| Problem to work on |
Would you print the records below without changing anything?

| Natural language region descriptions |

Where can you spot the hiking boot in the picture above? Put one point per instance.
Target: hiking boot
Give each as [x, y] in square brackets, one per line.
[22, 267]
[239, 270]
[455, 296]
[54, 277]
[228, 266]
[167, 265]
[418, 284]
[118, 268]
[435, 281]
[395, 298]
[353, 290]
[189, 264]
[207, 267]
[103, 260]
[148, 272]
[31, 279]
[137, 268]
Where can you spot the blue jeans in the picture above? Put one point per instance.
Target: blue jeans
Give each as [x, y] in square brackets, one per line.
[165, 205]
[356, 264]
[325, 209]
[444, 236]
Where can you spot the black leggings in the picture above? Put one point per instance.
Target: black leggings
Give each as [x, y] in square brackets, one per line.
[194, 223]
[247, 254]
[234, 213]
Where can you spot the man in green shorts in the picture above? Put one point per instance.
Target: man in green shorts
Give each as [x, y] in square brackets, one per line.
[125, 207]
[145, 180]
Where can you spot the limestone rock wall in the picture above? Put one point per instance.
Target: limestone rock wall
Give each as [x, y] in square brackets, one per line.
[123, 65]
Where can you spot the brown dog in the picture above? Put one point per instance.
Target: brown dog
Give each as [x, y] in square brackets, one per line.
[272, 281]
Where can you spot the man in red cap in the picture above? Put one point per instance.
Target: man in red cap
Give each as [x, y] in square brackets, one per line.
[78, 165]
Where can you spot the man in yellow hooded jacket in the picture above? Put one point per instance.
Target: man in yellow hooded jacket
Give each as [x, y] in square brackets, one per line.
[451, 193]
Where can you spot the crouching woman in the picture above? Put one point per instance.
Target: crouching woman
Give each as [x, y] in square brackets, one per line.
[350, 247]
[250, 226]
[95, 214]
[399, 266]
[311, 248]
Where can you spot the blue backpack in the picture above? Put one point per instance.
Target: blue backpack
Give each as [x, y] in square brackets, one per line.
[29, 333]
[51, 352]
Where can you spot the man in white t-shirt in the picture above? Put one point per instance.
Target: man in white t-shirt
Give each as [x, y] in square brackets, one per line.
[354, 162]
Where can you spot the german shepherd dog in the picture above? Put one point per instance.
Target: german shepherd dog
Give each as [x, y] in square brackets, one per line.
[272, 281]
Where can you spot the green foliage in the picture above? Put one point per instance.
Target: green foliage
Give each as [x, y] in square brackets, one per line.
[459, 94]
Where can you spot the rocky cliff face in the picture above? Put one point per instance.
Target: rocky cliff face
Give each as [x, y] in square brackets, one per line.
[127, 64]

| Result below |
Where can you spot the hiking boot in the picture above? Put one point per instance.
Target: hiking boot
Give each as [x, y] in square brackets, one per line.
[22, 267]
[239, 270]
[455, 296]
[54, 277]
[228, 266]
[167, 265]
[418, 284]
[118, 268]
[435, 281]
[395, 298]
[353, 290]
[189, 264]
[207, 267]
[103, 260]
[148, 272]
[31, 279]
[137, 268]
Where can you spot the blue jeans in the picture above? Put one point per instance.
Target: blue jeans
Give each as [x, y] in square brackets, one per line.
[165, 205]
[356, 264]
[325, 209]
[444, 236]
Where can you spot the black leggings in the picture above? Put one point per instance.
Target: black leggings
Give each as [x, y] in square brackets, one per line.
[194, 223]
[247, 254]
[234, 213]
Where can you spot the man in green shorts in the picture above? Put one point per instance.
Target: man in green shorts
Give each as [x, y] in square brackets, one per line.
[125, 207]
[145, 180]
Where can you spot the limestone rock wall in the picture above? Put one point per instance.
Target: limestone rock wall
Give each as [x, y] in square brackets, one per line.
[123, 65]
Where can you spot the brown dog in the picture above? Put one point per instance.
Target: brown dog
Give each as [x, y] in square brackets, one per line.
[272, 281]
Where can you spot the man in red cap in the picture above? Put one point per instance.
Target: man in red cap
Give each as [x, y] in square brackets, one per line.
[78, 165]
Where can you spot the man in yellow hooded jacket in the picture above? Put one point per instance.
Target: man in yellow hooded jacket
Give each as [x, y] in square brackets, one per line.
[451, 193]
Where can you spot the crouching woman in the picture above? Put one point per instance.
Target: crouching woman
Give each as [x, y] in square brackets, one per line.
[350, 247]
[250, 226]
[95, 214]
[399, 266]
[311, 248]
Where can you spot the blue backpack in the picture above? Put one point per instance.
Target: blue backpack
Give each as [x, y] in square brackets, one per line.
[29, 333]
[51, 352]
Where can you spot the man in white t-shirt in the picture above? Put one point per instance.
Target: man in white t-shirt
Give each as [x, y] in square brackets, one per line.
[354, 162]
Where can you spot the german shepherd dog in the picture above? Put one point per instance.
Target: german shepherd dog
Give each as [x, y] in square brackets, one per line.
[272, 281]
Where can you spot the green foliage in the picture above? Put one point per instance.
Target: green foliage
Give each as [x, y] in square brackets, one per line.
[459, 94]
Where can you spot the rocky cliff face in the picture above? Put one point per instance.
Target: rocky cliff face
Give each as [x, y] in square brackets, one per line.
[127, 64]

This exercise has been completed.